| ЦИТИРУЕМЫЙ ТЕКСТ |
Красный и желтый, оранжевый и голубой… Машины Нарьян-Марского авиаотряда на фоне голубого неба и снежной тундры кажутся яркими тропическими птицами. Дизайн ливреи самолетов и вертолетов создал командир летного отряда, заместитель генерального директора, заслуженный пилот РФ Игорь Образок. Художник и фотограф, он, как никто другой, видит всю красоту и сложность своей профессии
Игорь Образок имеет знаки «За безаварийный налет 3000 часов» (1997), «За безаварийный налет 5000 часов» (2000), нагрудные знаки «За безаварийный налет часов» II степени с планкой «пилот» (2011), «За безаварийный налет» I степени с планкой «пилот» (2017). В 1998 году ему присвоено звание «Ветеран труда». Награжден званием «Почетный работник транспорта Ненецкого автономного округа» (2020). Имеет звание «Заслуженный пилот России» (2021).
Путешествие на край страны
— Игорь Викторович, есть ли у вас детские впечатления, связанные с полетами?
— Как ни странно, есть. Мне полтора года, самолет Ил‑18, круглое окошко, в которое я смотрю. Это был мой первый в жизни полет — из Москвы в город Мары в Туркменистане. А родился я в Кривом Роге. Так сложилась жизнь семьи, что мы несколько раз меняли место жительства.
— Когда проявился ваш талант к рисованию?
— Я учился в обычной школе и параллельно в художественной, даже планировал стать художником. В Доме пионеров занимался в авиамодельном кружке и в судомодельный кружок заглядывал.
В советские годы в старших классах проводилась производственная практика, ребят направляли осваивать азы профессий: кто шел на слесаря, кто на водителя. Я занимался художественным оформлением, рисовал не только плакаты, увлекался живописью, портретами. Писал маслом, карандашом, акварелью.
— Как тогда вышло, что вы поступили в летное училище?
— Отец из Кривого Рога уехал на прииск имени Горького в Магаданской области. Обустроился, и через год мы всей семьей — я, мама и младший брат — уехали туда. Тогда мне оставалось доучиться в десятом классе всего две четверти. Художественной школы там не было.
От переезда остались яркие впечатления.

Это были второй и третий полеты на самолете в моей жизни по маршруту Кривой Рог — Москва —
Магадан. Когда на Ту‑134 мы летели в Москву, я видел сверху наш дом и реку Саксагань. Потом на Ил‑62 — восемь часов до Магадана. Вот тогда прямо в полете и появилась мечта об авиации. Дальше на автобусе добирались до своего прииска еще 17 часов. Приезжаем, а там минус 62 градуса! Это была середина января. Такая вот вышла подготовка к моей будущей заполярной жизни.

[Исходные данные]
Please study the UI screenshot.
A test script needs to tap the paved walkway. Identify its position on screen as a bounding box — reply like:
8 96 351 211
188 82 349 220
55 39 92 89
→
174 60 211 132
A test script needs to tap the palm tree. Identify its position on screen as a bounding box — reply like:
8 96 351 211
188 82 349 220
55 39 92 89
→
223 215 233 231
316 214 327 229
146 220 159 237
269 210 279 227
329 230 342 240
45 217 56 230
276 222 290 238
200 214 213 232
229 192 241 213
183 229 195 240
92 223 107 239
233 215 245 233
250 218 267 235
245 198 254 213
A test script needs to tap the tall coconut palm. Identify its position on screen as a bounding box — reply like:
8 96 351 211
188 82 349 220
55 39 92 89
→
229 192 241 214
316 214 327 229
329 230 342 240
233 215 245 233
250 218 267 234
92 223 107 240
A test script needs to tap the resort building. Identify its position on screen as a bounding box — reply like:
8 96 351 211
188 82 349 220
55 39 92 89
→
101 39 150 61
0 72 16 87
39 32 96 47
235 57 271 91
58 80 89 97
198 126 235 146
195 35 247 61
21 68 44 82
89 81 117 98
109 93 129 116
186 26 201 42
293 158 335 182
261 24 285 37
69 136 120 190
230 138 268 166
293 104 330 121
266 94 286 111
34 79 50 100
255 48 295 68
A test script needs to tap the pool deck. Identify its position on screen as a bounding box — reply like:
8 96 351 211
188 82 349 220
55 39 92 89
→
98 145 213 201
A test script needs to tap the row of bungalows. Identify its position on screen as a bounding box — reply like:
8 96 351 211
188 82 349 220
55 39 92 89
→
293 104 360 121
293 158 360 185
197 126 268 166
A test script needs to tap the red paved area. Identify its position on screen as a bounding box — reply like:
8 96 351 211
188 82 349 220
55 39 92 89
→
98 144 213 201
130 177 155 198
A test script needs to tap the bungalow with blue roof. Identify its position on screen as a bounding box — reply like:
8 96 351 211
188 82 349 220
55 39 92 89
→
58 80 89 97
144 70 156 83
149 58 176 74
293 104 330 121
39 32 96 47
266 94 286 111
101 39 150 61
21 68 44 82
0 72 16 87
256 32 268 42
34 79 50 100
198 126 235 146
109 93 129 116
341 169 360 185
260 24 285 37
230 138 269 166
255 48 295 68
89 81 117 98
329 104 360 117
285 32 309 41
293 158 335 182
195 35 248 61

| ВАША ЗАДАЧА |
Можете дословно повторить отрывок интервью с пилотом Игорем Образком, то есть всё от слов «Путешествие на край» и ниже вплоть до слов «меняли место жительства.» включительно?

| РЕШЕНИЕ ЗАДАНИЯ |
Путешествие на край страны
— Игорь Викторович, есть ли у вас детские впечатления, связанные с полетами?
— Как ни странно, есть. Мне полтора года, самолет Ил‑18, круглое окошко, в которое я смотрю. Это был мой первый в жизни полет — из Москвы в город Мары в Туркменистане. А родился я в Кривом Роге. Так сложилась жизнь семьи, что мы несколько раз меняли место жительства.